Selected extract section start

Chickenhawk (1983) by Robert Mason is another account of flying helicopters in Vietnam. The book details flight training, flying in Vietnam and has a short chapter on the author’s life after he returned. It’s an engaging book with the author expressing more about the war he fought in than many other pilot accounts do.

Mason flew for the 1st Cavalry in Vietnam as a Huey pilot. The book recalls Mason’s training and the difficulty of initially learning to fly and then after learning the basics the very tough life of a Huey pilot in Vietnam. Flying vast numbers of hours, commonly over 8 in one day in comparison to most Air Force pilots who flew 1-2 hours only per day the life of the Huey pilots was truly remarkable. The likelihood of being killed as a pilot was high. The difficulty of flying the machines coupled with clever tactics from the Vietcong make for exciting reading. The experimental use of helicopters and the fact that the US thought they would be a force that would defeat the Vietcong are well portrayed.

The strangeness of the war and the way that US soldiers were aware that the strategy was faulty and a poor outcome was likely is well expressed by Mason as he recalls discussions between the pilots. Some of the horrors that Mason saw are also graphically included. The trips to Saigon and for R&R and the base life are also described.

In the final chapter Mason writes about his deeply troubled return to the US, the nightmares he had that grounded him and his later conviction for smuggling marijuana.

Chickenhawk is a really engaging and interesting book that is worth reading for anyone interested in helicopters and the Vietnam War.

Selected extract section end
Data listing section start

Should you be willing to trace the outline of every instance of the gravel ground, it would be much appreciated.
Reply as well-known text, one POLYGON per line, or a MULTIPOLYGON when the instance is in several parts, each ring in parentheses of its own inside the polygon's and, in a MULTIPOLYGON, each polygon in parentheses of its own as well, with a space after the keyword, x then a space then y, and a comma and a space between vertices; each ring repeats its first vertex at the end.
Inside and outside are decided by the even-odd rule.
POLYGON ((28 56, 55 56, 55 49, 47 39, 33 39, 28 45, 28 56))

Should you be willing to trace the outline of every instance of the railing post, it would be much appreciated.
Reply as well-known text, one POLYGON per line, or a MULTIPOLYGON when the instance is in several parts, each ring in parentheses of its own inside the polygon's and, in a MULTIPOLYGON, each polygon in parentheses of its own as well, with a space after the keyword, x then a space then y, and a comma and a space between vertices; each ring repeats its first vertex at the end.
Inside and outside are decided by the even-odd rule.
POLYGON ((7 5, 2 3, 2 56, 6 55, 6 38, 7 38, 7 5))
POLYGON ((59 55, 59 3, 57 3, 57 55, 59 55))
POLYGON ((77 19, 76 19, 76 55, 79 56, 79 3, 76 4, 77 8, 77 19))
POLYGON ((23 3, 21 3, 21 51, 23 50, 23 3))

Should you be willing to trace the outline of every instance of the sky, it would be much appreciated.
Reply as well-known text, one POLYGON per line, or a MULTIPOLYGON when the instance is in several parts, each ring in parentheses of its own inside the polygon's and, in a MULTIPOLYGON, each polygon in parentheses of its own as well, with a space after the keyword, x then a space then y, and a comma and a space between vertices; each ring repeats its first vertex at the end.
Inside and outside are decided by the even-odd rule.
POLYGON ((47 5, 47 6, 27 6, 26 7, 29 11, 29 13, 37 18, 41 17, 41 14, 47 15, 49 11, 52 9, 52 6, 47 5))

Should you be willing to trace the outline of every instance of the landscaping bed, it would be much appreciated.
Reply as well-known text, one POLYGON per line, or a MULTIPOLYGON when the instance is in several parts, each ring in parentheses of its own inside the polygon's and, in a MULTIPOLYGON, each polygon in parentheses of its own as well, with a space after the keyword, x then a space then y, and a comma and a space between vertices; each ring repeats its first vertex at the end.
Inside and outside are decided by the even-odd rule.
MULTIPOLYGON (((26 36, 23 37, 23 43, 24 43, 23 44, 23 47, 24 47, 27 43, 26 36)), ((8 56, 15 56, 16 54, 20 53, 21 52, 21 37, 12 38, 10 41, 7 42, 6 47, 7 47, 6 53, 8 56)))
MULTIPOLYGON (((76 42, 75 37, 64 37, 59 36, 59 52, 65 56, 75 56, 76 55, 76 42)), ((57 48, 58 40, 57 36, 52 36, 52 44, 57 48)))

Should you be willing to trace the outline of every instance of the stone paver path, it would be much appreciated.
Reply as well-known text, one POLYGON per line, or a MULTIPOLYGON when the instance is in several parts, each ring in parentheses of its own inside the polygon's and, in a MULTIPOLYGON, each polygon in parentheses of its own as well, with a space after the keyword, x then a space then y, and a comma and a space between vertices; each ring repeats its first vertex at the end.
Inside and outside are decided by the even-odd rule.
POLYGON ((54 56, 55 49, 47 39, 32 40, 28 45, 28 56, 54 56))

Data listing section end

:: Work item ::
In the Chickenhawk review, how many hours per day did most Air Force pilots fly?

:: Task solution ::
Only 1-2 hours per day.